- **EXTRACT**
..........

Hacker News new | ask | show | jobs
by crdrost 2066 days ago
That is genuinely a really fun way to look at it, thank you for linking this! Especially this fits nicely with Markov matrices where you have N input nodes and N output nodes and the sum of all of the probabilities coming out of one of the nodes needs to equal 1.

What I might find a little more difficult to teach to people through this lens is the phenomenon of eigenvectors, but I suppose that's to be expected—nothing will work well for all purposes.

2 comments

>What I might find a little more difficult to teach to people through this lens is the phenomenon of eigenvectors

Why? Eigenvectors are simply inputs to the network where the output keeps its shape, that is, at most it gets rescaled, as if you had applied a uniform gain to the components, but otherwise it will be the same as the input.

So for example let me ask for your knee-jerk opinions based on this idea:

- does a matrix have the same left-eigenvectors as its right-eigenvectors?

- what is the relationship between the left-eigenvalues and right-eigenvalues?

- is there always an eigenvector? when is there a complete set? how do you generalize your notion of eigenvectors so that matrices always have a complete set of them?

I am not sure any of these are intuitive here.

If A is a square matrix, then a left eigenvector v is a vector such that vA = \lambda_v v for some \lambda_v. Likewise, if u is a right eigenvector of A, Au = \lambda_u u.

Notice that u and v cannot be equal, because they are not the same shape. However, if v is a right eigenvector with eigenvalue \lambda, then v^T is a left eigenvector with eigenvalue \lambda, as well. More or less what this means is that we tend to just ignore left eigenvalues and only use the right eigenvalues, because the math is exactly the same up to a transpose operation.

A matrix does not necessarily have nontrivial eigenvectors. Think about the 0 matrix here. But, if A is nonzero, then it must have at least one nonzero eigenvalue, hence one nontrivial eigenvector. This is because a nonzero matrix must have at least one nonzero row and column; however, if you construct the other rows (columns) to be multiples of the first column, you end up with a matrix with only one nontrivial eigenvalue. This also illustrates the conditions necessary for an nxn matrix A to have n linearly independent eigenvectors: the rows of A must be linearly independent.

All of this is covered in a decent undergrad linear algebra course. I would suggest either finding a video course, or getting a good book and working through it, if you want to understand these things better.

> However, if v is a right eigenvector with eigenvalue \lambda, then v^T is a left eigenvector with eigenvalue \lambda, as well.

Consider the matrix

    M = [ 0.50  0.50 ]
        [ 0.25  0.75 ]
Clearly [1; 1] is a right eigenvector with eigenvalue 1. But [1 1] M = [0.75 1.25].

> A matrix does not necessarily have nontrivial eigenvectors. Think about the 0 matrix here.

The zero matrix has _all_ the nontrivial vectors as eigenvectors.

..........

- **INSTRUCTION 1**
In the forum thread, which eigenvalue does the vector [1; 1] have as a right eigenvector of the matrix M?
- **INSTRUCTION 2**
Copy the stretch of the forum thread from "So for example" through "are intuitive here.".

Portion of a data file
..........

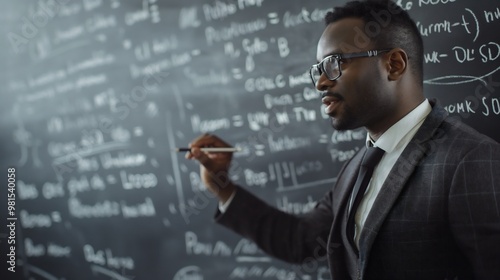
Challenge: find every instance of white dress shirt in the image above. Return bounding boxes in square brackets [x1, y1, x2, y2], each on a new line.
[219, 99, 432, 247]
[354, 99, 432, 248]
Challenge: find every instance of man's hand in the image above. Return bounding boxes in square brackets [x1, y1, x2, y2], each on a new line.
[186, 134, 235, 203]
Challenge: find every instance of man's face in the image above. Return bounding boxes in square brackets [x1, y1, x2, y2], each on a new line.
[316, 18, 394, 130]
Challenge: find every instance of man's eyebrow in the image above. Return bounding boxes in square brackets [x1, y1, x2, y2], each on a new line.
[321, 50, 343, 60]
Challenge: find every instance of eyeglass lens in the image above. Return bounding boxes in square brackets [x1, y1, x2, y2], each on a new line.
[311, 56, 340, 85]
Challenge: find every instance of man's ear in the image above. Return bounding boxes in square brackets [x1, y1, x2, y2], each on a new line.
[386, 48, 408, 81]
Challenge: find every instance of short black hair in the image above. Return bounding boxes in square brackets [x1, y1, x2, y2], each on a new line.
[325, 0, 424, 82]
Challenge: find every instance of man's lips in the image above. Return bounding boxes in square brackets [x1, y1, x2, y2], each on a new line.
[321, 94, 342, 115]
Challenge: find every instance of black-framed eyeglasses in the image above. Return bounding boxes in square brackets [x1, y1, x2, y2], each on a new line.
[309, 49, 391, 87]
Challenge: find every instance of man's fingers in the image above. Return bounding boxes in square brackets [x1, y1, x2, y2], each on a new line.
[189, 147, 214, 170]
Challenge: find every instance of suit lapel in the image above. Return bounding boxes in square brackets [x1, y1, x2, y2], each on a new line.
[359, 102, 447, 273]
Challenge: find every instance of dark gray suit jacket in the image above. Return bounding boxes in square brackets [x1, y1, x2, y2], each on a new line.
[216, 106, 500, 280]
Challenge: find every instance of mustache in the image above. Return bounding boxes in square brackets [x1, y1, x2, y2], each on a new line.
[321, 91, 344, 100]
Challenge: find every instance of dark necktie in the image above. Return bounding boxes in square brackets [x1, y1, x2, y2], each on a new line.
[346, 147, 384, 247]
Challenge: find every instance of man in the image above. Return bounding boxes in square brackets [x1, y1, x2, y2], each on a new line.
[186, 1, 500, 280]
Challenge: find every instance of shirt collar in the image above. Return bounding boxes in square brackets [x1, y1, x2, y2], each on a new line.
[366, 99, 432, 153]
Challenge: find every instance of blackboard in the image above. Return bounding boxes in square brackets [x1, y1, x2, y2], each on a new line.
[0, 0, 500, 280]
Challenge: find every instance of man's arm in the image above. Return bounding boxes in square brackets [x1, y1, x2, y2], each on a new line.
[448, 142, 500, 279]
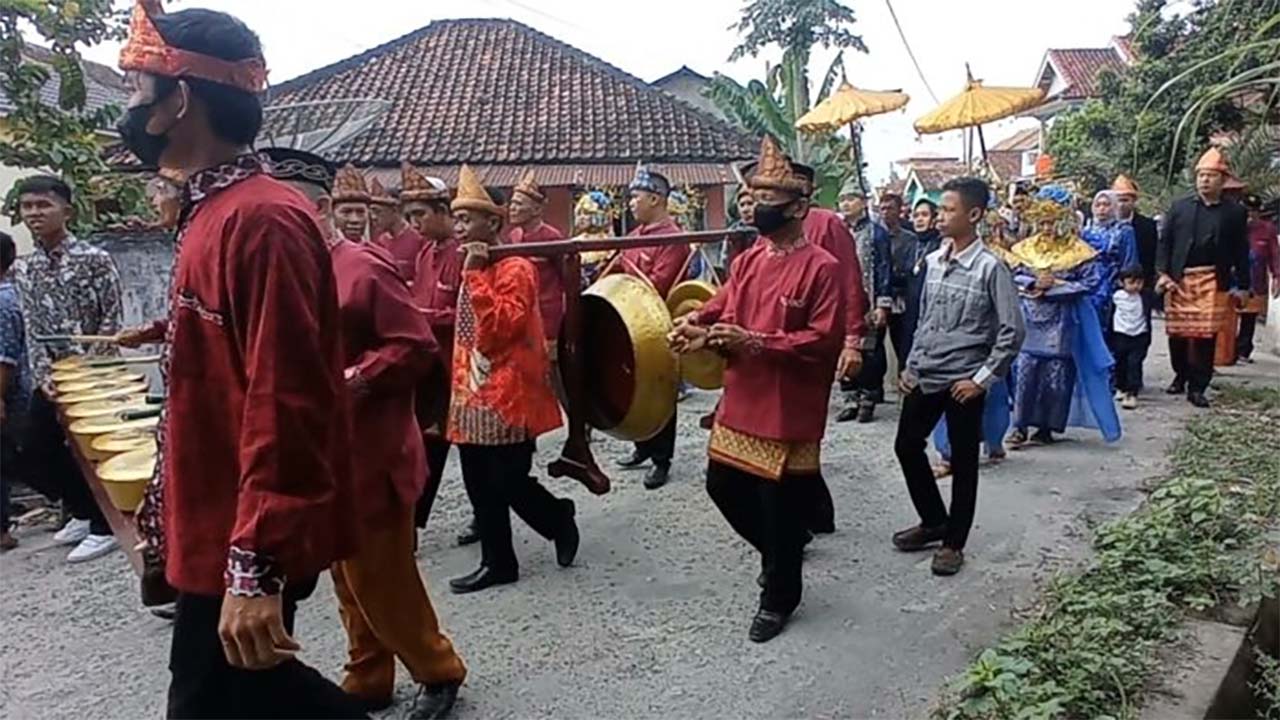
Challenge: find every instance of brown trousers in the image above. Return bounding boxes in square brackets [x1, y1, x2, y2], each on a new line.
[333, 507, 467, 701]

..........

- **CORRECT RESPONSE 1**
An eigenvalue of 1.

- **CORRECT RESPONSE 2**
So for example let me ask for your knee-jerk opinions based on this idea:

- does a matrix have the same left-eigenvectors as its right-eigenvectors?

- what is the relationship between the left-eigenvalues and right-eigenvalues?

- is there always an eigenvector? when is there a complete set? how do you generalize your notion of eigenvectors so that matrices always have a complete set of them?

I am not sure any of these are intuitive here.